## YOUR INSTRUCTIONS
Reproduce verbatim the lines from the beginning of the records through the line containing "161L395 165L405 200L417", both included, and omit the pictures from your answer.

*** MATERIAL PROVIDED ***

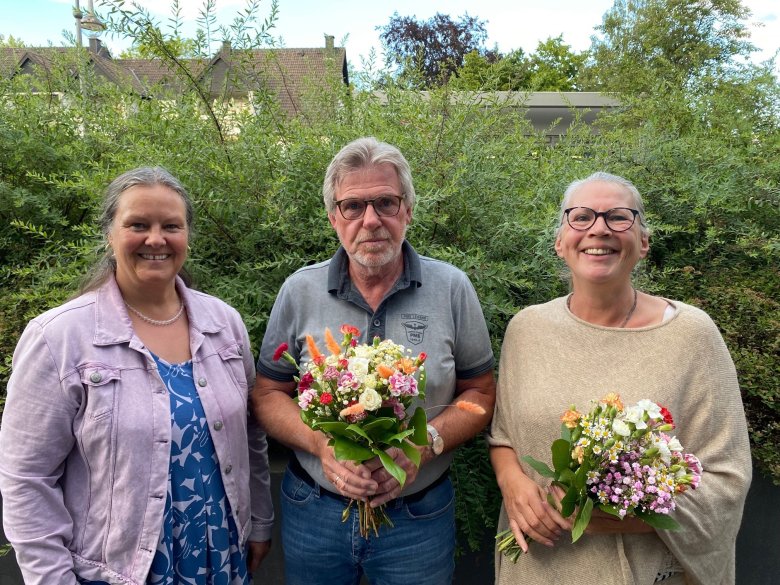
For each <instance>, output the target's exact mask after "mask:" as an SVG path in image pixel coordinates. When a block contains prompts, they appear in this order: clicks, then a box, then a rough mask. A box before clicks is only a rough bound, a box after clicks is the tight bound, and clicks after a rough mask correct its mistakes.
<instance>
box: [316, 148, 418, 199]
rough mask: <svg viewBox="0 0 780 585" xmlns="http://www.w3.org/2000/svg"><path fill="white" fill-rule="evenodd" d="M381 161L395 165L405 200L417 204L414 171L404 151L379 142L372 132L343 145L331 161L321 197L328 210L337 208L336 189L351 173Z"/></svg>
mask: <svg viewBox="0 0 780 585" xmlns="http://www.w3.org/2000/svg"><path fill="white" fill-rule="evenodd" d="M382 164H390V165H392V166H393V167H394V168H395V170H396V172H397V173H398V180H399V181H400V183H401V192H402V195H403V198H404V203H405V204H406V206H407V207H408V208H409V209H412V208H413V207H414V198H415V195H414V186H413V185H412V171H411V168H410V167H409V163H408V162H407V160H406V158H404V155H403V154H401V151H400V150H398V149H397V148H396V147H395V146H393V145H392V144H387V143H386V142H380V141H379V140H377V139H376V138H374V137H373V136H367V137H365V138H358V139H357V140H353V141H352V142H350V143H349V144H347V145H346V146H345V147H344V148H342V149H341V150H340V151H339V152H338V153H337V154H336V156H334V157H333V160H332V161H330V164H329V165H328V170H327V171H326V172H325V181H324V182H323V185H322V198H323V200H324V201H325V208H326V209H327V210H328V213H333V212H334V211H335V210H336V189H338V186H339V185H340V184H341V181H343V180H344V177H345V176H346V175H348V174H349V173H352V172H354V171H358V170H361V169H365V168H370V167H375V166H378V165H382Z"/></svg>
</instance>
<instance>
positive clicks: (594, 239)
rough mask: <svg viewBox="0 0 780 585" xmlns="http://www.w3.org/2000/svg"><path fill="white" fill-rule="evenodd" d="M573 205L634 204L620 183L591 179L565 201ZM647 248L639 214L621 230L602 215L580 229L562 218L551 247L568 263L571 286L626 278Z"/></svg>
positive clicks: (573, 206) (571, 205)
mask: <svg viewBox="0 0 780 585" xmlns="http://www.w3.org/2000/svg"><path fill="white" fill-rule="evenodd" d="M577 206H583V207H590V208H591V209H593V210H595V211H607V210H608V209H612V208H615V207H629V208H635V207H636V204H635V202H634V200H633V197H632V196H631V194H630V193H629V192H628V191H627V190H626V189H625V188H624V187H623V186H621V185H618V184H616V183H609V182H603V181H592V182H588V183H585V184H584V185H582V187H580V188H579V189H577V191H575V192H574V193H573V194H572V196H571V197H570V199H569V201H568V203H567V205H566V207H577ZM649 249H650V243H649V238H648V236H647V235H646V234H643V233H642V232H641V230H640V225H639V218H637V220H636V221H635V222H634V225H632V226H631V228H630V229H628V230H627V231H625V232H614V231H612V230H610V229H609V228H608V227H607V225H606V223H605V222H604V218H603V217H599V218H598V219H596V223H594V224H593V225H592V226H591V227H590V228H589V229H587V230H584V231H577V230H575V229H573V228H572V227H571V226H570V225H568V223H566V220H565V219H564V221H563V225H562V227H561V230H560V232H559V234H558V238H557V239H556V241H555V251H556V252H557V254H558V256H560V257H561V258H563V260H564V261H565V262H566V265H567V266H568V267H569V270H570V271H571V275H572V282H573V283H574V285H575V287H576V284H577V282H578V281H584V282H588V283H593V284H603V283H608V282H612V281H614V282H621V281H630V280H631V271H632V270H633V269H634V266H636V264H637V262H639V260H640V259H642V258H644V257H645V256H647V252H648V251H649Z"/></svg>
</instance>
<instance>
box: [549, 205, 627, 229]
mask: <svg viewBox="0 0 780 585" xmlns="http://www.w3.org/2000/svg"><path fill="white" fill-rule="evenodd" d="M563 214H564V215H565V216H566V222H567V223H568V224H569V225H570V226H571V228H572V229H575V230H577V231H579V232H583V231H585V230H588V229H590V228H591V227H592V226H593V224H595V223H596V220H597V219H598V218H599V217H603V218H604V222H605V223H606V224H607V228H609V229H610V230H612V231H613V232H625V231H627V230H629V229H631V226H632V225H634V221H636V218H637V216H638V215H639V211H638V210H637V209H631V208H630V207H613V208H612V209H607V210H606V211H594V210H593V209H591V208H590V207H569V209H565V210H564V211H563ZM639 222H640V223H641V222H642V218H641V217H640V218H639Z"/></svg>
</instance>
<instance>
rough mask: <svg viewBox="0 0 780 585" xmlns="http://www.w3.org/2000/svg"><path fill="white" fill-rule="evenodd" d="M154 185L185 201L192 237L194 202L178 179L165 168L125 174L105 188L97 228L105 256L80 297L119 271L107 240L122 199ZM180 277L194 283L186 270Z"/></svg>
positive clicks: (185, 270) (86, 277)
mask: <svg viewBox="0 0 780 585" xmlns="http://www.w3.org/2000/svg"><path fill="white" fill-rule="evenodd" d="M154 185H162V186H163V187H167V188H168V189H170V190H171V191H173V192H175V193H177V194H178V195H179V196H180V197H181V198H182V201H183V202H184V209H185V212H186V220H187V231H188V232H189V233H190V234H191V233H192V223H193V221H194V218H195V211H194V208H193V205H192V199H190V196H189V194H188V193H187V191H186V190H185V189H184V187H183V186H182V184H181V183H180V182H179V180H178V179H177V178H176V177H174V176H173V175H172V174H171V173H170V172H168V171H167V170H166V169H164V168H163V167H139V168H137V169H132V170H130V171H127V172H124V173H122V174H121V175H119V176H118V177H117V178H116V179H114V180H113V181H111V184H109V186H108V187H107V188H106V193H105V195H104V196H103V202H102V204H101V206H100V215H99V216H98V225H99V226H100V233H101V235H102V236H103V247H104V252H103V254H102V256H101V257H100V259H99V260H98V261H97V262H96V263H95V265H94V266H93V267H92V269H91V270H90V272H89V273H88V274H87V276H86V278H85V279H84V283H83V284H82V285H81V289H80V293H81V294H83V293H85V292H88V291H91V290H95V289H97V288H100V286H102V285H103V283H105V282H106V280H108V278H109V277H110V276H111V275H112V274H113V273H114V272H115V271H116V258H114V256H113V255H112V253H111V249H110V247H109V245H108V236H109V234H110V233H111V228H112V227H113V225H114V219H115V218H116V212H117V209H118V208H119V202H120V200H121V199H122V195H123V194H124V193H125V191H127V190H128V189H132V188H133V187H139V186H146V187H151V186H154ZM179 276H181V277H182V278H183V279H184V281H185V282H186V283H187V285H189V284H190V283H191V278H190V276H189V274H187V272H186V270H184V269H183V268H182V269H181V270H180V271H179Z"/></svg>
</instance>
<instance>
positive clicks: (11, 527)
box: [0, 321, 79, 585]
mask: <svg viewBox="0 0 780 585" xmlns="http://www.w3.org/2000/svg"><path fill="white" fill-rule="evenodd" d="M78 410H79V405H78V404H77V403H76V401H75V400H73V398H72V397H68V395H67V392H65V390H64V389H63V383H62V381H61V379H60V375H59V371H58V368H57V365H56V363H55V360H54V358H53V356H52V354H51V352H50V351H49V347H48V344H47V343H46V339H45V337H44V333H43V330H42V328H41V327H40V325H38V324H37V323H36V322H34V321H33V322H31V323H30V324H29V325H28V326H27V329H26V330H25V331H24V333H23V334H22V337H21V339H20V340H19V344H18V345H17V347H16V351H15V353H14V360H13V373H12V374H11V378H10V380H9V382H8V389H7V401H6V404H5V410H4V412H3V424H2V427H0V454H2V455H0V492H2V496H3V528H4V530H5V533H6V536H7V537H8V540H9V541H10V542H11V544H12V545H13V547H14V550H15V552H16V559H17V562H18V564H19V568H20V569H21V571H22V575H23V577H24V582H25V583H27V584H29V585H75V583H76V575H75V573H74V572H73V560H72V558H71V555H70V552H69V551H68V549H67V544H68V543H69V542H70V540H71V539H72V537H73V522H72V520H71V518H70V516H69V514H68V511H67V510H66V508H65V503H64V500H63V495H62V489H61V487H60V484H59V479H60V477H61V475H62V472H63V468H64V462H65V459H66V458H67V456H68V453H70V451H71V449H72V448H73V445H74V442H75V439H74V436H73V431H72V427H73V421H74V418H75V417H76V415H77V413H78Z"/></svg>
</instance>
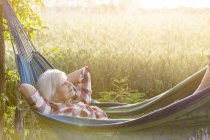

*** End of MATERIAL PROVIDED ***

## COMPLETED TASK
For each <instance>, output the target's exact mask after "mask:" as an SVG path in image pixel coordinates. When a block contains prompts, they appear in this order: clicks, then a box, then a rough mask. A box before clicks is only a rough bound, a box after clicks is the tight bound, and clicks after a rough mask correct its mistakes.
<instance>
box: [316, 148, 418, 199]
rough mask: <svg viewBox="0 0 780 585" xmlns="http://www.w3.org/2000/svg"><path fill="white" fill-rule="evenodd" d="M381 161L395 165L405 200L417 204L414 171L404 151L379 142L372 132L343 145L331 161L321 197L328 210L337 208L336 189L351 173Z"/></svg>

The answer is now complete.